Start of EXERCISE MATERIAL

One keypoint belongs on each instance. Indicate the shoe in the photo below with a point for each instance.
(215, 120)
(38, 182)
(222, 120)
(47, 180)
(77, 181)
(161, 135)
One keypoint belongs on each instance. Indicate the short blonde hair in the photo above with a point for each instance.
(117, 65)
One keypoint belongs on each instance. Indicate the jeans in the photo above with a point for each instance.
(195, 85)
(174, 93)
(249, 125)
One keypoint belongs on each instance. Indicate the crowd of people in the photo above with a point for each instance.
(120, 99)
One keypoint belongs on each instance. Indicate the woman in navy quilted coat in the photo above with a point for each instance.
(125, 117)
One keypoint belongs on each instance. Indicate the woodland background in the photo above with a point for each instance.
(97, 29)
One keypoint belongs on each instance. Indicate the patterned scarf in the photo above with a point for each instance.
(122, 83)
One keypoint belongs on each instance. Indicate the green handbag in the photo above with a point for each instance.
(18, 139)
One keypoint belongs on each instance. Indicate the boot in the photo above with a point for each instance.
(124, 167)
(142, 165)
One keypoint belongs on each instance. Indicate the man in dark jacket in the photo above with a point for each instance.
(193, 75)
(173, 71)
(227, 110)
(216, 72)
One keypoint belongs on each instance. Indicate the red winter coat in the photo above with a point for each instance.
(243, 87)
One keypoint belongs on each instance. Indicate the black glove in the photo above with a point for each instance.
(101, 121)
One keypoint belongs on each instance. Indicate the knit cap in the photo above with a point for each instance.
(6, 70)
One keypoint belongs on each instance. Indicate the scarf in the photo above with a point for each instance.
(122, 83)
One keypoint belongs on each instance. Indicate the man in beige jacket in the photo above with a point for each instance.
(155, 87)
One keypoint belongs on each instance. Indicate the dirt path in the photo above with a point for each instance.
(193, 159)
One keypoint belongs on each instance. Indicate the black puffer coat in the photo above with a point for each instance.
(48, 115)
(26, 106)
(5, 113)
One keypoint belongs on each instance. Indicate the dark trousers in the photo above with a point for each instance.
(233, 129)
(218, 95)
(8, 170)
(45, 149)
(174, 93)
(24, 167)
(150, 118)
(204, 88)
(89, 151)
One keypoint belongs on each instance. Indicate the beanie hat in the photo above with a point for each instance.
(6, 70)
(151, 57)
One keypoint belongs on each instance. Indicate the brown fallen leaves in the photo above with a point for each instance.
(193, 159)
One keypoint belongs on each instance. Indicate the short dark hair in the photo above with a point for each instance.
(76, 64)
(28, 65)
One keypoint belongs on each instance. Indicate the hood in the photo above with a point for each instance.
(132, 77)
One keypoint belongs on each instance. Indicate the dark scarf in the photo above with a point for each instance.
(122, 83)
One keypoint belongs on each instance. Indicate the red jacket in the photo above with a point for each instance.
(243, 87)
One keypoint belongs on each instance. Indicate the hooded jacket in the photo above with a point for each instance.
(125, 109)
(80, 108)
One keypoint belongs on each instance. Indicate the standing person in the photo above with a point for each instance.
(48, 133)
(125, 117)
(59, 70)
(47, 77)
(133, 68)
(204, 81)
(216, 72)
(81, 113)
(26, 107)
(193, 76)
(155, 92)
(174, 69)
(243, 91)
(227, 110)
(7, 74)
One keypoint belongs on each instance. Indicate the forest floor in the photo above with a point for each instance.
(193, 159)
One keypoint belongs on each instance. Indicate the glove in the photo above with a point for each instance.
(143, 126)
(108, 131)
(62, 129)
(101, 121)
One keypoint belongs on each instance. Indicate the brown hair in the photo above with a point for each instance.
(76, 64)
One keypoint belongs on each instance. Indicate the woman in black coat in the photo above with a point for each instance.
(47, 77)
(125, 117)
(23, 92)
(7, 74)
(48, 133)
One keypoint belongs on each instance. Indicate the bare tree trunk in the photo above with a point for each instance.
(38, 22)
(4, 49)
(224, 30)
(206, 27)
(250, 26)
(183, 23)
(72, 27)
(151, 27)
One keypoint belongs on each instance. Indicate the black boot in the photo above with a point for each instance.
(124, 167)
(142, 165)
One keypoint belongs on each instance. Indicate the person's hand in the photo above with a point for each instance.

End of EXERCISE MATERIAL

Repeat every line of the data, exactly and in full.

= SOLUTION FOR THIS EXERCISE =
One keypoint belongs on each instance. Indicate the shoe in the photo below with a point for each instance.
(215, 120)
(38, 182)
(222, 120)
(47, 180)
(77, 181)
(161, 135)
One keypoint belongs on each instance. Indicate the short blonde hair in the photo above with a point for each instance.
(117, 65)
One keypoint belongs on each instance. Indicate the jeans in the photo above with a point for each instance.
(195, 85)
(174, 93)
(249, 125)
One keypoint belongs on each instance. Indicate the crowd of people in the photo above with a point for each instance.
(120, 99)
One keypoint belongs on each instance. Indicate the woman in navy quilted coat in the photo above with a point for each instance.
(125, 117)
One keypoint belongs on each instance. Indicate the woodland background in the photo above with a point for each instance.
(97, 29)
One keypoint belongs on each instance. Indicate the patterned scarf in the photo above with a point for each instance.
(122, 83)
One keypoint belongs on each instance. Indicate the green handbag in the photo above with a point for each instance.
(18, 139)
One keypoint belongs on each instance. Indicate the boot in the photo above with a point for each instance.
(124, 167)
(142, 165)
One keypoint belongs on each instance. Indicate the man in dark jacket in the photo above with a point for each instance.
(193, 75)
(173, 71)
(227, 110)
(216, 72)
One keypoint belongs on each instance. Indicate the red winter coat in the photo above with a point for each instance.
(243, 87)
One keypoint belongs on each instance. Indicate the black glove in the photo above with a point for each instance.
(101, 121)
One keypoint belongs on each instance. Indicate the knit cap in the photo above with a point for each instance.
(6, 70)
One keypoint belongs on each instance. Indicate the scarf in the photo above with a point for each instance.
(122, 83)
One keypoint belongs on each instance. Indicate the man in beige jacket in the photo above with a point for each instance.
(155, 87)
One keypoint belongs on each instance. Indicate the dirt path in the photo above with a point for each instance.
(193, 159)
One keypoint belongs on each instance. Indicate the black puffer coat in the photo above with a point for each instance.
(48, 115)
(26, 106)
(5, 113)
One keypoint belongs on each instance. Indicate the dark trousers in the photo above with a point for each instance.
(233, 129)
(218, 95)
(8, 170)
(45, 149)
(174, 93)
(24, 167)
(150, 118)
(204, 88)
(89, 151)
One keypoint belongs on each instance. Indicate the beanie hat in the photo above with a point for each instance.
(6, 70)
(151, 57)
One keypoint belongs on each instance. Indicate the brown fallen leaves in the photo above with a point for each instance.
(193, 159)
One keypoint belongs on each instance. Indicate the short dark hair in the photo above with a point for each instance.
(76, 64)
(28, 65)
One keypoint belongs on each instance. Indicate the hood in the photo above with a point for each instance.
(132, 77)
One keypoint belongs on each instance. Indicate the dark scarf in the photo above with a point for each instance.
(122, 83)
One keypoint belongs on each instance. Indicate the red jacket in the photo above with a point for each instance.
(243, 87)
One keypoint belongs on each instance. Indicate the hooded jacket in the photo above with a point for each instance.
(125, 109)
(80, 108)
One keypoint belongs on each instance. Indicate the standing person in the photo above with a point for each instance.
(48, 133)
(125, 117)
(59, 70)
(47, 77)
(133, 68)
(204, 81)
(216, 72)
(81, 113)
(26, 107)
(193, 76)
(155, 92)
(174, 69)
(243, 91)
(227, 110)
(7, 74)
One keypoint belongs on each instance. Indicate the forest floor in the photo above with a point for each instance.
(193, 159)
One keypoint belongs on each instance. Indicate the glove in the photo above with a point for each instance.
(143, 126)
(108, 131)
(62, 129)
(101, 121)
One keypoint belongs on each instance. Indicate the brown hair in the photo above with a point for each instance.
(76, 64)
One keypoint belongs on each instance. Indicate the woman in black coat in the photo above with a point for each instance.
(47, 77)
(125, 117)
(23, 92)
(7, 74)
(48, 133)
One keypoint belongs on each instance. Indicate the bare tree trunk in the photo above with a point for each instance.
(38, 22)
(4, 49)
(224, 30)
(206, 27)
(250, 26)
(183, 23)
(72, 27)
(151, 27)
One keypoint belongs on each instance. Indicate the black boot in the photo above with a point for each instance.
(124, 167)
(142, 165)
One keypoint belongs on each instance. Indicate the person's hand in the photo above with a point for each instance.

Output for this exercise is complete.